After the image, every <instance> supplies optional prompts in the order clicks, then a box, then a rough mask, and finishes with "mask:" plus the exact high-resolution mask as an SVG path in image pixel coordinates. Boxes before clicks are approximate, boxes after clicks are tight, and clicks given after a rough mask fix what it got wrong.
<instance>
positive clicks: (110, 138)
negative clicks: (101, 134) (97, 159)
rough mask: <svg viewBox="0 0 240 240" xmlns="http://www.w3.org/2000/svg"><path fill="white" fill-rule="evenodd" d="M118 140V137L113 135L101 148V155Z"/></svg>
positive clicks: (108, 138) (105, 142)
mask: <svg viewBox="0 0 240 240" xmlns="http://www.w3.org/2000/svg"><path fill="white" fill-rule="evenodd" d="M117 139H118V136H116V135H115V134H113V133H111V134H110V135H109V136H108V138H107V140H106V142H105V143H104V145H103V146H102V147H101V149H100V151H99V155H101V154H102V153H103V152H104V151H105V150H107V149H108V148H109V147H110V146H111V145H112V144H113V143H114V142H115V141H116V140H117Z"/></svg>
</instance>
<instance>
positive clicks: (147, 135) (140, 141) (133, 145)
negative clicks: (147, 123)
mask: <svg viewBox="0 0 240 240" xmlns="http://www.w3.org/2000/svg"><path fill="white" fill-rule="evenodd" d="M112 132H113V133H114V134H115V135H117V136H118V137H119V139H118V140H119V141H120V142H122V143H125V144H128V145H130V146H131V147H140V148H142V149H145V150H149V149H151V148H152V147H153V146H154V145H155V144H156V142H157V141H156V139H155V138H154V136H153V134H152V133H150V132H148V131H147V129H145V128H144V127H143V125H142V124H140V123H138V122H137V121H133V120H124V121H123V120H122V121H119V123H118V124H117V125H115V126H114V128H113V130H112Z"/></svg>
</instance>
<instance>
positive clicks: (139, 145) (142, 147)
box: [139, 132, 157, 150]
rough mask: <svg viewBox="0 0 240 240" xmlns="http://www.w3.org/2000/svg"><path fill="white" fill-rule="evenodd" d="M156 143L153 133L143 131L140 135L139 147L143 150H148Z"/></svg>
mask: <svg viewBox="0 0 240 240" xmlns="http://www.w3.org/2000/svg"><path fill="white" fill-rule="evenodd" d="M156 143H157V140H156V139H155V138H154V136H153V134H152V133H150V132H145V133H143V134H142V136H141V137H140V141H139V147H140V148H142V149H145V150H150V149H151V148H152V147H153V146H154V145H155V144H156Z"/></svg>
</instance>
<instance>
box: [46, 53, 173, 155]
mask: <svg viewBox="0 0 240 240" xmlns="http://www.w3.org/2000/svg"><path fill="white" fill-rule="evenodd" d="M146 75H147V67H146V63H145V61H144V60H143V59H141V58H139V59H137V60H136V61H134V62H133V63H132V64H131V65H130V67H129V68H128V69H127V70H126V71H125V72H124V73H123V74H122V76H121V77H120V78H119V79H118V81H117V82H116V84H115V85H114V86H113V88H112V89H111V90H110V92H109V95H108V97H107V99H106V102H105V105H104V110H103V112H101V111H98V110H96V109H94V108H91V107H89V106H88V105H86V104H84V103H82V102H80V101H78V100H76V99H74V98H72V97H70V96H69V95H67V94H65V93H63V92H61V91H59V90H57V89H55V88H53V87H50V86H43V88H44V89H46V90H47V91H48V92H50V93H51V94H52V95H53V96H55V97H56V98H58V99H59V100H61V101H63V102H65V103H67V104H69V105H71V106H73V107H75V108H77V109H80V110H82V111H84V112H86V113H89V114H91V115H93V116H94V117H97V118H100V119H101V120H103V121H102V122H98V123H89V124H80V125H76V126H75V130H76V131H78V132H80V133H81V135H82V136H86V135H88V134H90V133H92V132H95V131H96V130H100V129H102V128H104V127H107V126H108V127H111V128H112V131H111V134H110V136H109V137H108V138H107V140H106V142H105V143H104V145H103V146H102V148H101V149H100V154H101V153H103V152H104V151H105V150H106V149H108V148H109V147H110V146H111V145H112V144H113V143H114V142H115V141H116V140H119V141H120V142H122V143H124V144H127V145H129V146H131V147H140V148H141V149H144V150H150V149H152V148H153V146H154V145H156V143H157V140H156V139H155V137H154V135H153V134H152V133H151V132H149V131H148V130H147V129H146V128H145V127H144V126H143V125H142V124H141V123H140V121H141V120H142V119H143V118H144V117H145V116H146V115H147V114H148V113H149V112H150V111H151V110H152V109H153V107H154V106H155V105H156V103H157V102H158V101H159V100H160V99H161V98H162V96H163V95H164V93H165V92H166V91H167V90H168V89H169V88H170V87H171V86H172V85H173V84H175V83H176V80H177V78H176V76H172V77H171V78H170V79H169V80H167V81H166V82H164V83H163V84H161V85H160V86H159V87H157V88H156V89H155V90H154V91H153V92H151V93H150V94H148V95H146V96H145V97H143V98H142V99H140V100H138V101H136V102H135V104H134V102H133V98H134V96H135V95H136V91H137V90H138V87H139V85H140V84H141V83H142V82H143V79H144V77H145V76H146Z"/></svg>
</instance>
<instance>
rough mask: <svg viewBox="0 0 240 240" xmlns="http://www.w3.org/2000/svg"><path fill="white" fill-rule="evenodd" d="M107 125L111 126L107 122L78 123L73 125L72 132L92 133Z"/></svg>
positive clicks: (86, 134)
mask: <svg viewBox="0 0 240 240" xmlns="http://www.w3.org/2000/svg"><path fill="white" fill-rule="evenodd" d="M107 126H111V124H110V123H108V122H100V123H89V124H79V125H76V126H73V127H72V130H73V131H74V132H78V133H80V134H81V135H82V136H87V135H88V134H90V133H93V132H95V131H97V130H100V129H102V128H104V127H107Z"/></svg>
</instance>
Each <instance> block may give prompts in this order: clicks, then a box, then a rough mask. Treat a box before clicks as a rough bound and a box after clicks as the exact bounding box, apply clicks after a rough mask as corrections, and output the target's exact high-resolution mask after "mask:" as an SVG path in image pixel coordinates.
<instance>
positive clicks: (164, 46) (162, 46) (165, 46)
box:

* * * *

> **Exercise objective**
The answer should be one number: how many lines in the listing above contain "before".

> **Written response**
2